• TEXT BLOCK:
Alexis Battle will become the new director of the Malone Center for Engineering in Healthcare on September 1. An associate professor in biomedical engineering with secondary appointments in computer science and the department of genetic medicine at Johns Hopkins School of Medicine, Battle specializes in unlocking the secrets and function of the human genome by analyzing large-scale genomic sequencing data. Her research focuses on machine learning and developing statistical methods to examine how genetic differences between individuals contribute to differences in health, from cellular-level changes to disease outcomes.
Battle’s strengths underscore many of the Whiting School and the Malone Center’s top priorities, including the role that data and machine learning will play in improving the human healthspan and the importance of translating discoveries for the benefit of society. Her vision for the Malone Center involves looking at human health from the perspective of large-scale data to make it clinically applicable to translation through precision medicine. In her role as director, she will provide the interface between the Malone Center and the Johns Hopkins Precision Medicine initiative.
Battle and her research team recently have developed new methods in personal genomics for evaluating and predicting rare genetic variants that may impact an individual’s health—work that could significantly improve our ability to diagnose rare diseases. Her current research spans from modeling how genes work together in interconnected pathways and how genetics interact with the environment to how these processes evolve over time. Her goal is to use genetic and multi-modal data to guide the understanding and treatment of diseases ranging from autism to cardiovascular disease.
Battle was a 2016 Searle Scholar, a 2019 Microsoft Investigator Fellow, and is a leading member of the National Institutes of Health’s (NIH) Genotype-Tissue Expression (GTEx) Consortium. She is an author of 64 articles in publications including Nature, Science, eLife, Circulation, American Journal of Human Genetics, Genome Biology, Genome Research, and PLOS Genetics, along with seven patents. She also has received significant recognition from JHU, including JHU’s Catalyst Award, Discovery Award, and the 2022 President’s Frontier Award.

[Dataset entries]
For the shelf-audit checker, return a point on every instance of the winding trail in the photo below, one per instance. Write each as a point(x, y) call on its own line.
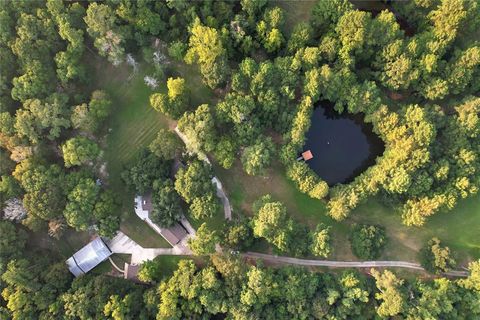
point(220, 191)
point(343, 264)
point(308, 262)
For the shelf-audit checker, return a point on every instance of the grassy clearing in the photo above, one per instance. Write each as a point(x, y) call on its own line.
point(295, 11)
point(243, 190)
point(459, 229)
point(133, 125)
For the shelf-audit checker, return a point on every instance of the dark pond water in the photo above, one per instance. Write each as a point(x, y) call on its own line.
point(342, 145)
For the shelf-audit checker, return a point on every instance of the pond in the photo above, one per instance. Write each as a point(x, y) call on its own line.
point(343, 145)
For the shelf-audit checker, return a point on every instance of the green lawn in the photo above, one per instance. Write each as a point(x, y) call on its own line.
point(133, 125)
point(459, 229)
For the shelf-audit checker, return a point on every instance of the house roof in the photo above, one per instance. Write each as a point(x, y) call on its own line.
point(131, 271)
point(147, 202)
point(88, 257)
point(307, 155)
point(174, 234)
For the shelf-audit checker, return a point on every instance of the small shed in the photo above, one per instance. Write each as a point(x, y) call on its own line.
point(307, 155)
point(88, 257)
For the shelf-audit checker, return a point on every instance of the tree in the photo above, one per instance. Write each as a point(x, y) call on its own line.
point(166, 208)
point(38, 119)
point(145, 169)
point(320, 245)
point(78, 151)
point(81, 204)
point(435, 257)
point(45, 197)
point(204, 207)
point(199, 129)
point(238, 235)
point(106, 214)
point(151, 270)
point(36, 82)
point(14, 210)
point(206, 47)
point(367, 241)
point(166, 145)
point(225, 151)
point(108, 37)
point(325, 14)
point(204, 241)
point(272, 223)
point(257, 157)
point(195, 181)
point(12, 241)
point(175, 102)
point(268, 29)
point(391, 295)
point(301, 36)
point(128, 307)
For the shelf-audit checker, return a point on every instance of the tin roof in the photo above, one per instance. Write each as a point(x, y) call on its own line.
point(88, 257)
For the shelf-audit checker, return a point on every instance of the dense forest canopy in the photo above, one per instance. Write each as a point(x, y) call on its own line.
point(412, 70)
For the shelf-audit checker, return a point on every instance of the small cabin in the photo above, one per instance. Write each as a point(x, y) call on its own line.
point(307, 155)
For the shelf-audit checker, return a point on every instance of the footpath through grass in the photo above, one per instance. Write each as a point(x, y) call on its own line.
point(133, 125)
point(459, 228)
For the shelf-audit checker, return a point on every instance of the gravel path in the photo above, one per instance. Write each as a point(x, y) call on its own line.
point(343, 264)
point(220, 191)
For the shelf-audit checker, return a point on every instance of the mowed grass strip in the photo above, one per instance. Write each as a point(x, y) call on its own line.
point(133, 125)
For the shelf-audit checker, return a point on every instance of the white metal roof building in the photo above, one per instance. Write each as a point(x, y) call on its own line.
point(88, 257)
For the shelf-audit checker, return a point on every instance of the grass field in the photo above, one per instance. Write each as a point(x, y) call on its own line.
point(133, 125)
point(459, 229)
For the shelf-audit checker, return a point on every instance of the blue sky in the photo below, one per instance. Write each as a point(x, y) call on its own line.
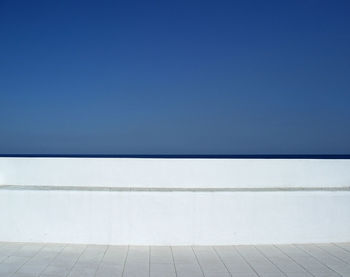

• WORK INSTRUCTIONS:
(1) Reproduce the passage of the announcement about Alexis Battle that starts at "Alexis Battle will" and ends at "to disease outcomes.".
(2) Decide whether each statement agrees with the announcement about Alexis Battle, answering yes or no and quoting the deciding words: (a) Battle takes up the directorship of the Malone Center on September 1. (b) Battle holds the rank of full professor in biomedical engineering. (c) Battle is named on nine patents.

• EXPECTED RESULTS:
(1)
Alexis Battle will become the new director of the Malone Center for Engineering in Healthcare on September 1. An associate professor in biomedical engineering with secondary appointments in computer science and the department of genetic medicine at Johns Hopkins School of Medicine, Battle specializes in unlocking the secrets and function of the human genome by analyzing large-scale genomic sequencing data. Her research focuses on machine learning and developing statistical methods to examine how genetic differences between individuals contribute to differences in health, from cellular-level changes to disease outcomes.

(2)
(a) Yes: "Alexis Battle will become the new director of the Malone Center for Engineering in Healthcare on September 1."
(b) No: "An associate professor in biomedical engineering"
(c) No: "along with seven patents"